Table lookups - this is pretty definitive

Wed Apr 2 04:49:27 PDT 2014

On Tuesday, 1 April 2014 at 18:35:50 UTC, Walter Bright wrote:
> Try this benchmark comparing various classification schemes:
>
> bool isIdentifierChar1(ubyte c)
> {
>     return ((c >= '0' || c == '$') &&
>             (c <= '9' || c >= 'A')  &&
>             (c <= 'Z' || c >= 'a' || c == '_') &&
>             (c <= 'z'));
> }

I'd like to point out this is quite a complicated function to 
begin with, so it doesn't generalize to all isXXX is ascii, for 
which the tests would be fairly simpler.

In any case, (on my win32 machine) I can go from 810msecs to 
500msecs using this function instead:

bool isIdentifierChar1(ubyte c)

> **DATA PROVIDED**:
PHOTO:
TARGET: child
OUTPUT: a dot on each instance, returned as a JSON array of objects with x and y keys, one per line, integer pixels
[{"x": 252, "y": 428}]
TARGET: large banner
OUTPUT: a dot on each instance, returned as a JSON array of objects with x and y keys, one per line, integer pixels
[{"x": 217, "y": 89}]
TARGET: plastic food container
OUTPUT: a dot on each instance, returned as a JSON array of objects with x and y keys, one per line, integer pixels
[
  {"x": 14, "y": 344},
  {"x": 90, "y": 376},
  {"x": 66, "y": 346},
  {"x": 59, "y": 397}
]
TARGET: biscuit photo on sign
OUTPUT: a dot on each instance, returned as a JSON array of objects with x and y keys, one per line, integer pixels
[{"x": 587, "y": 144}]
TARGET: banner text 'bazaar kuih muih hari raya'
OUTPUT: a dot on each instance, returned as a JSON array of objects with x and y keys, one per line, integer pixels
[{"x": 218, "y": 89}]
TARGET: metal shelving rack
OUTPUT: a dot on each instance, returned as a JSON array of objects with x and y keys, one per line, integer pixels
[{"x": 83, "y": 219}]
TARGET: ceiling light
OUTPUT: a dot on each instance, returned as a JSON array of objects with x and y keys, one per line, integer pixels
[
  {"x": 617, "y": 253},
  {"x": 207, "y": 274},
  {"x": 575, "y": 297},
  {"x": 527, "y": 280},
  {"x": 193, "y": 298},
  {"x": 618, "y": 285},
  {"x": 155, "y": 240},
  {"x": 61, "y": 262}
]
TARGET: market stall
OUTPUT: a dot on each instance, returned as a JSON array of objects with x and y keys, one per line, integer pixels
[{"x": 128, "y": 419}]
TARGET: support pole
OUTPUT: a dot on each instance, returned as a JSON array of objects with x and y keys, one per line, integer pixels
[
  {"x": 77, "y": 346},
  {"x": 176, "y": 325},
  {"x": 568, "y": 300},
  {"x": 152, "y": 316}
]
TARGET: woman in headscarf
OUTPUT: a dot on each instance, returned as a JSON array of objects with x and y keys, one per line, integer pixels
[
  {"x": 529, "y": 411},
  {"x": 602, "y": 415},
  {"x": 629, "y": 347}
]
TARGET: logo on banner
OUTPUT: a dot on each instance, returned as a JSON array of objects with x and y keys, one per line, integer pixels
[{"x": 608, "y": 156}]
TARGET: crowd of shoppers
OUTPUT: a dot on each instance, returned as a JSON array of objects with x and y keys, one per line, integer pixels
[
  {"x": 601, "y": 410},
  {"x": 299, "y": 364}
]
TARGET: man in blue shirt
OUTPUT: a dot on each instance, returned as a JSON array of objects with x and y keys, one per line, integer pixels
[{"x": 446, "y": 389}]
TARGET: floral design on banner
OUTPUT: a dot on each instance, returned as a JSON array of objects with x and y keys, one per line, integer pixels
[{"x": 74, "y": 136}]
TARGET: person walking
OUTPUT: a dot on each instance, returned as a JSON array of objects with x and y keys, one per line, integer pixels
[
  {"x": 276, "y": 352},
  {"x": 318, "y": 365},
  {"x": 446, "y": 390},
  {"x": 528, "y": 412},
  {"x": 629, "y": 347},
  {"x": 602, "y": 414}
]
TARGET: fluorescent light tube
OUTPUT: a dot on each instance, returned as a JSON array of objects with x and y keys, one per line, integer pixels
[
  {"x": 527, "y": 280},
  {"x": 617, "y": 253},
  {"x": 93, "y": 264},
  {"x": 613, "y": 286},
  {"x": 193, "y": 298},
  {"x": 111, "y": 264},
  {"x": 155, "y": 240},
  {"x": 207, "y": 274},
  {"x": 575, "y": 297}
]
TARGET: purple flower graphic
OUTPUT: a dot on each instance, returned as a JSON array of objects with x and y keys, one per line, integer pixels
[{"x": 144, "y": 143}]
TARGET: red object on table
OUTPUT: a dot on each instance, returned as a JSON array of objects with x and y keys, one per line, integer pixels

> **WHAT YOU ARE ASKED TO DO**:
Pick up the forum post on table-lookup benchmarks at the point where it stops and write the next part. The material was taken from a different source than the forum post.

> **OUTPUT**:
{
     return c <= 'z' && (
             'a' <= c ||
             ('0' <= c && (c <= '9' || c == '_' || ('A' <= c && c 
<= 'Z'))) ||
             c == '$');
}

That said, I'm abusing the fact that 50% of your bench is for 
chars over 0x80. If I loop only on actual ASCII you can find in 
text, (0x20 - 0X80), then those numbers "only" go from "320" => 
"300". Only slightly better, but still a win.

*BUT*, if your functions were to accept any arbitrary codepoint, 
it would absolutely murder.